Source records:

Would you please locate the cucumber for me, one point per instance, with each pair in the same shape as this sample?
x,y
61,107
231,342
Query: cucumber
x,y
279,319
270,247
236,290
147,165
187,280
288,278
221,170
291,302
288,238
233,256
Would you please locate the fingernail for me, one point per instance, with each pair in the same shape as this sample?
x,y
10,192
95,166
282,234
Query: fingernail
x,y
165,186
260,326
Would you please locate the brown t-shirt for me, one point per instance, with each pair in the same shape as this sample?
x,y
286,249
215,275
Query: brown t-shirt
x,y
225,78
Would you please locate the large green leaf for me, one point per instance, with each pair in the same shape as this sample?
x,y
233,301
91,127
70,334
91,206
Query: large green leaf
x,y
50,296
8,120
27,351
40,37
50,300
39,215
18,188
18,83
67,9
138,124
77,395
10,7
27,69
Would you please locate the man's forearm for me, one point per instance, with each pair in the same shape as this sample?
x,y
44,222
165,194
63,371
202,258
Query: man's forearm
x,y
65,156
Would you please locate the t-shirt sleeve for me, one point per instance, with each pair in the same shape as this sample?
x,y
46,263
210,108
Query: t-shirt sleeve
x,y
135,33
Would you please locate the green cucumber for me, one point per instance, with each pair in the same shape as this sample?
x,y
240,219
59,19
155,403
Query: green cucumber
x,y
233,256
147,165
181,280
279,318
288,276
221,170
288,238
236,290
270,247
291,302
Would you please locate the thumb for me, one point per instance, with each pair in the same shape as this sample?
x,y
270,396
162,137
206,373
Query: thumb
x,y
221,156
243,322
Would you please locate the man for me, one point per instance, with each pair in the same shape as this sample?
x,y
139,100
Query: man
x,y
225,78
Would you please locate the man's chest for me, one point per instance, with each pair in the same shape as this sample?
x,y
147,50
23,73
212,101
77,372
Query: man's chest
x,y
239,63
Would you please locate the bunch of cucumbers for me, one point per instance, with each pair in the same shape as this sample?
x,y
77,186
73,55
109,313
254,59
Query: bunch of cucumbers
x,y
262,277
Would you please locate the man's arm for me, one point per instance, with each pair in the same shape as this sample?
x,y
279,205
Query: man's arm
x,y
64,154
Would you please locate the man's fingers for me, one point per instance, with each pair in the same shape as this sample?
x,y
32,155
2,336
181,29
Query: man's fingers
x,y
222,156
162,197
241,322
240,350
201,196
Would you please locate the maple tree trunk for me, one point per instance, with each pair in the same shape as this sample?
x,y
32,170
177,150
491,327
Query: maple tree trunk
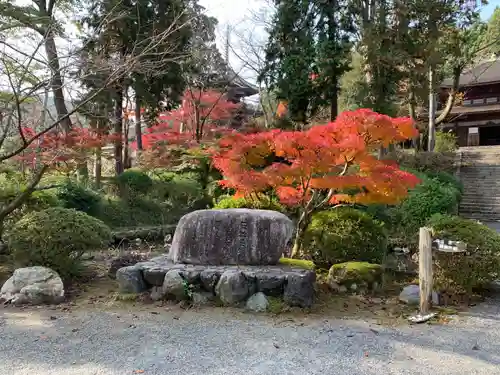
x,y
299,234
138,129
56,83
118,130
98,167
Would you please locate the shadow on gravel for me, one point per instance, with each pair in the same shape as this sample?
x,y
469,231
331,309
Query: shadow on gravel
x,y
107,343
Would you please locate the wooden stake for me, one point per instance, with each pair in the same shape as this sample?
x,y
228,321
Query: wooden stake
x,y
425,269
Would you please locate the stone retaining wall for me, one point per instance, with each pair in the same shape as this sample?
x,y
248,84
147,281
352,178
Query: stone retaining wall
x,y
232,285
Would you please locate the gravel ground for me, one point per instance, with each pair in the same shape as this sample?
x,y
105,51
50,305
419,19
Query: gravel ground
x,y
95,342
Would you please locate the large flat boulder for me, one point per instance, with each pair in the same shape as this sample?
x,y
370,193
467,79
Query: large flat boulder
x,y
231,237
33,285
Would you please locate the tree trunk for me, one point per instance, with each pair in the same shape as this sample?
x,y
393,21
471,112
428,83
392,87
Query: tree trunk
x,y
98,167
432,112
334,105
299,234
17,202
118,130
56,83
138,128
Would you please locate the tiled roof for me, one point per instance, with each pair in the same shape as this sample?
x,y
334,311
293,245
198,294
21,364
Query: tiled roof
x,y
484,72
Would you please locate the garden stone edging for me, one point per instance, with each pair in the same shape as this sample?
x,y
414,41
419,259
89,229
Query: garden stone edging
x,y
232,284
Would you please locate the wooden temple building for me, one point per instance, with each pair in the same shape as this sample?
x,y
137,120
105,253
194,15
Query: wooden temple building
x,y
476,118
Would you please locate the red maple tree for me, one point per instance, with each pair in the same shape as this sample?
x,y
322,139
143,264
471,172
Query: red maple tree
x,y
56,148
331,164
203,117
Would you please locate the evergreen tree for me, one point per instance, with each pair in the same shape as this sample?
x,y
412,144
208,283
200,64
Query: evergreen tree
x,y
290,57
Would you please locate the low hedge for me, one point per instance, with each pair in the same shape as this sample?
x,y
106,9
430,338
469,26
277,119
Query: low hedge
x,y
473,269
344,234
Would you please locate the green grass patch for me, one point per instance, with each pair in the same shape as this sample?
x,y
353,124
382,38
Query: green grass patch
x,y
297,263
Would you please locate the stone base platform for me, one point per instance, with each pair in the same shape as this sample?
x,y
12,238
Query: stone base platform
x,y
232,285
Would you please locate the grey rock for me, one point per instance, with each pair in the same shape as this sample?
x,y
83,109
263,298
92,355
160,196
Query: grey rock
x,y
209,279
271,283
124,261
154,276
173,285
192,274
202,298
400,262
231,237
155,269
299,289
130,280
232,287
157,293
494,287
411,295
257,302
34,285
334,286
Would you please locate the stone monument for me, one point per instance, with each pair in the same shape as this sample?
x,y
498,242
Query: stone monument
x,y
228,254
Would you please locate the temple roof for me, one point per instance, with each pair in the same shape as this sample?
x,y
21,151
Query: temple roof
x,y
484,72
237,81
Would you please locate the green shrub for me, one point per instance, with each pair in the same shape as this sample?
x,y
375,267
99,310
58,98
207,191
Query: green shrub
x,y
56,238
78,197
11,184
447,178
263,202
464,272
425,161
134,182
297,263
445,142
345,234
363,274
180,189
119,213
431,196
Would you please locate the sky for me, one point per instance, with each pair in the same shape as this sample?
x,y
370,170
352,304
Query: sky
x,y
236,13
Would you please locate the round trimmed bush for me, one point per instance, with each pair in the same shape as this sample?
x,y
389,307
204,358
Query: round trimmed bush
x,y
345,234
56,238
134,181
435,195
261,203
479,265
78,197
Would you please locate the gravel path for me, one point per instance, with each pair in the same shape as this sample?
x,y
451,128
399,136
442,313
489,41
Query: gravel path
x,y
116,343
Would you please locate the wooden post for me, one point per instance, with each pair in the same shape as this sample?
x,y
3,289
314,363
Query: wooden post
x,y
425,269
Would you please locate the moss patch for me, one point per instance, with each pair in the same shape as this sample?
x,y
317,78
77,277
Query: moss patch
x,y
362,273
297,263
276,305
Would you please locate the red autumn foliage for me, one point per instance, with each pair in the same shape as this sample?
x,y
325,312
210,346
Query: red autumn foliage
x,y
201,119
326,165
55,147
302,166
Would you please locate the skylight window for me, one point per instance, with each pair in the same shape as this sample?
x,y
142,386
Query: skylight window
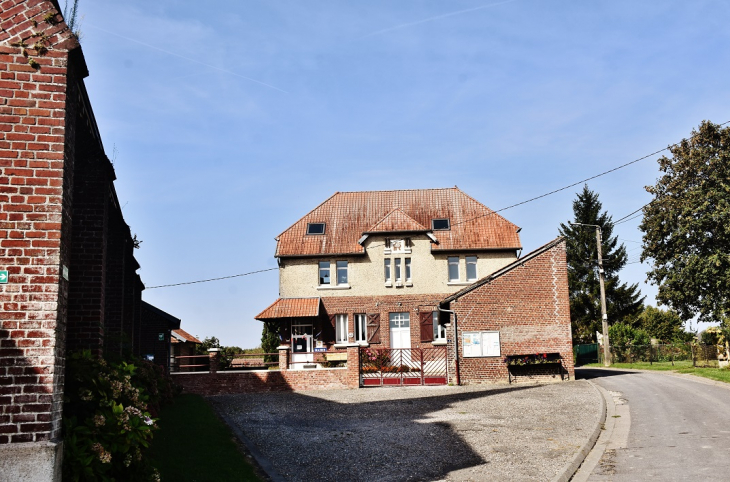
x,y
440,224
315,228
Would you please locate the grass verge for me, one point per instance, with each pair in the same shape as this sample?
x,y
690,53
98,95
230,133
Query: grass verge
x,y
194,445
719,374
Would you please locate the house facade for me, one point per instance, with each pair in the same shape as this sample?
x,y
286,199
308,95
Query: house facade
x,y
371,268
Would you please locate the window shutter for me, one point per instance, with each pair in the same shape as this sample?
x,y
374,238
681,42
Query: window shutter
x,y
374,328
427,326
328,330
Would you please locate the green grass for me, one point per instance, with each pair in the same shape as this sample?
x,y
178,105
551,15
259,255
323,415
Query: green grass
x,y
194,445
719,374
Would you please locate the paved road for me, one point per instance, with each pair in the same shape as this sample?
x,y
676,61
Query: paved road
x,y
679,428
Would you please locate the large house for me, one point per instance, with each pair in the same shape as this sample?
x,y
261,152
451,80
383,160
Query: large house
x,y
372,268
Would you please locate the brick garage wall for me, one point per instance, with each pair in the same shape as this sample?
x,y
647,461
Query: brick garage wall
x,y
36,125
223,383
56,193
529,306
154,322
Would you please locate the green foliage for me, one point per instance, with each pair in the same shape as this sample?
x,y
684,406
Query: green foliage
x,y
687,226
712,336
621,334
194,445
107,425
207,344
70,15
270,340
664,325
623,302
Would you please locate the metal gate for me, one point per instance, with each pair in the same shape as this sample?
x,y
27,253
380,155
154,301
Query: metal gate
x,y
586,354
403,366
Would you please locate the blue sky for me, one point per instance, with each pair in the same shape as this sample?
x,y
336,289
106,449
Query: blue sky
x,y
229,120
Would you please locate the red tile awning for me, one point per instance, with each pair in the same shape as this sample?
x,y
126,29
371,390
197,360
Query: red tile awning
x,y
290,308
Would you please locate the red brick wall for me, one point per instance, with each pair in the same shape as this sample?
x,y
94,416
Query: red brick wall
x,y
528,306
222,383
34,213
56,195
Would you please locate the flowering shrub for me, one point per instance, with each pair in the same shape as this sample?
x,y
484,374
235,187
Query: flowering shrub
x,y
107,425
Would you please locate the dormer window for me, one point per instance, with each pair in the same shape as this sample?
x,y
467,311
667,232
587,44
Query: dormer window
x,y
440,224
315,228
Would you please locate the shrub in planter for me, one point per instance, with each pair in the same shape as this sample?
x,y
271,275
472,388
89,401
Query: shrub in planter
x,y
107,425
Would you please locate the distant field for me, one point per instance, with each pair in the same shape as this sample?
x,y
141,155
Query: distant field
x,y
719,374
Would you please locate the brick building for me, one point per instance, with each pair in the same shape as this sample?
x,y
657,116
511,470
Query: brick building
x,y
68,276
519,311
414,270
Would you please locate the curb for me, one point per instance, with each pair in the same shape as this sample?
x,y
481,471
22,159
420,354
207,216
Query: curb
x,y
570,469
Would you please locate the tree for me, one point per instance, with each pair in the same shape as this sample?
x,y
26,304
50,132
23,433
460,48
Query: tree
x,y
623,302
621,334
664,325
687,226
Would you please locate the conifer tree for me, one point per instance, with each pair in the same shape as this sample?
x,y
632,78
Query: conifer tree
x,y
623,302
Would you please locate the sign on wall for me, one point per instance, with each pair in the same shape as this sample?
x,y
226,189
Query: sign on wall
x,y
481,344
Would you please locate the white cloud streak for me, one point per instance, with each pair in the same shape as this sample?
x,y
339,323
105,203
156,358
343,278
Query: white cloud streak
x,y
433,19
190,59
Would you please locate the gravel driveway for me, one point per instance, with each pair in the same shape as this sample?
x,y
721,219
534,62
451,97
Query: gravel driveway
x,y
496,432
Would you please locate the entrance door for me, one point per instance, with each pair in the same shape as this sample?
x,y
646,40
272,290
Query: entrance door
x,y
400,335
301,346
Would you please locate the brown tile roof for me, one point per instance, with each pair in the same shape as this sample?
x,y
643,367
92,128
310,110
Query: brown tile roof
x,y
396,221
184,334
290,308
347,215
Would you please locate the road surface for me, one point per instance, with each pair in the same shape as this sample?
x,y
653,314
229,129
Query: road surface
x,y
663,427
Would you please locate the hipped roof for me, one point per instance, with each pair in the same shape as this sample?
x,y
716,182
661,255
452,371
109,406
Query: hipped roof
x,y
290,308
349,215
182,336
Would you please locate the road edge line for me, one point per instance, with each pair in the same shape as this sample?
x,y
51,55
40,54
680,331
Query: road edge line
x,y
570,470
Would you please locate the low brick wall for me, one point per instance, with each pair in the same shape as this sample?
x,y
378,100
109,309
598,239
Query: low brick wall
x,y
224,383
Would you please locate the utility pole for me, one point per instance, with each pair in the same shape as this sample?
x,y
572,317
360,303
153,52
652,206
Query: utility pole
x,y
604,316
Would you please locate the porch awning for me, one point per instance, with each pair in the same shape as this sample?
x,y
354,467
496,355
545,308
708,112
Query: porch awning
x,y
290,308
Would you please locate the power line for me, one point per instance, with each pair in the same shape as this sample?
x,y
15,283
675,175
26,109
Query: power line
x,y
583,181
211,279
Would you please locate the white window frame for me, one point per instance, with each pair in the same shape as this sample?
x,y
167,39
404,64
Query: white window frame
x,y
481,344
439,330
361,328
340,266
450,262
471,261
340,329
320,268
399,319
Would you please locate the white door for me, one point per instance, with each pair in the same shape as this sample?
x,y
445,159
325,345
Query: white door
x,y
400,334
301,346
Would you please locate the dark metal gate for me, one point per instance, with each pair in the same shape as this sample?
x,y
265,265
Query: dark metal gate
x,y
403,366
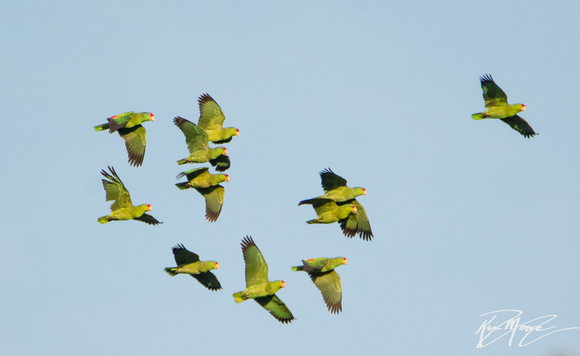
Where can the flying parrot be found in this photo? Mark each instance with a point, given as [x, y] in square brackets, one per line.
[198, 146]
[335, 188]
[122, 208]
[258, 287]
[189, 263]
[328, 211]
[129, 127]
[498, 107]
[321, 271]
[211, 119]
[207, 185]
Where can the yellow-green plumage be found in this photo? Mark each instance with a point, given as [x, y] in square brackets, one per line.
[130, 129]
[198, 146]
[258, 287]
[336, 190]
[498, 108]
[122, 208]
[189, 263]
[322, 273]
[211, 119]
[208, 186]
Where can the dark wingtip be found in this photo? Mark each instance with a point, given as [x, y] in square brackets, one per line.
[486, 78]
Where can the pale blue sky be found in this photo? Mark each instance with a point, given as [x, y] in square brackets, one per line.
[469, 217]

Task objective: Reproduce exactly, without any picture, the lines from the one bearing "Would you please locate the low brick" to the last line of the records above.

Response to this task:
Would you please locate the low brick wall for me, one point per instance, with each pair in the same shape as this sample?
x,y
378,100
109,309
598,239
Query: low brick wall
x,y
224,383
Would you please locate the utility pole for me, one point per instance, with each pair in the same shape as this sample?
x,y
572,317
360,303
153,52
652,206
Query: utility pole
x,y
604,316
Would you please locate the porch awning for me, one point per instance, with each pair in the same shape as this sample?
x,y
354,467
496,355
545,308
708,112
Query: porch awning
x,y
290,308
Would you please locate the power line for me, one point per instance, with each pair in the same shape as this sample?
x,y
15,283
675,175
26,109
Query: power line
x,y
583,181
211,279
Would you please locate the white window frame for me, one point per instance, with each pair in the same shape as this sample?
x,y
167,39
404,64
Query: white window frame
x,y
481,344
439,330
361,328
340,266
450,262
471,261
340,329
320,268
399,319
Would you please locate the white door for me, one point per instance, with each pair in the same shape as this sample?
x,y
445,159
325,345
Query: white door
x,y
400,334
301,346
Would you please locate the dark metal gate for me, one point per instance, with each pair in the same shape as this sample?
x,y
265,265
Query: dark metal gate
x,y
403,366
Where can the flying parrot be found in this photo? Mark each instance with a point, given as [x, y] in square brackets, one per line.
[198, 146]
[335, 188]
[122, 208]
[258, 287]
[189, 263]
[328, 211]
[129, 127]
[498, 107]
[321, 271]
[211, 119]
[207, 185]
Where can the yellow-green plumage be found in this photo? Mark each instance with a point, given as [x, y] in square brackets, one per line.
[130, 129]
[198, 146]
[258, 287]
[336, 190]
[498, 108]
[122, 208]
[189, 263]
[322, 273]
[211, 119]
[208, 186]
Where can the dark wingtip be found in this photo? Mark each instance with a point, given as [x, y] in square brackets, one per line.
[486, 78]
Where can the pale blue sky be found in this photo? Mark each instance with a point, given as [x, y] in square brackets, one per line.
[469, 217]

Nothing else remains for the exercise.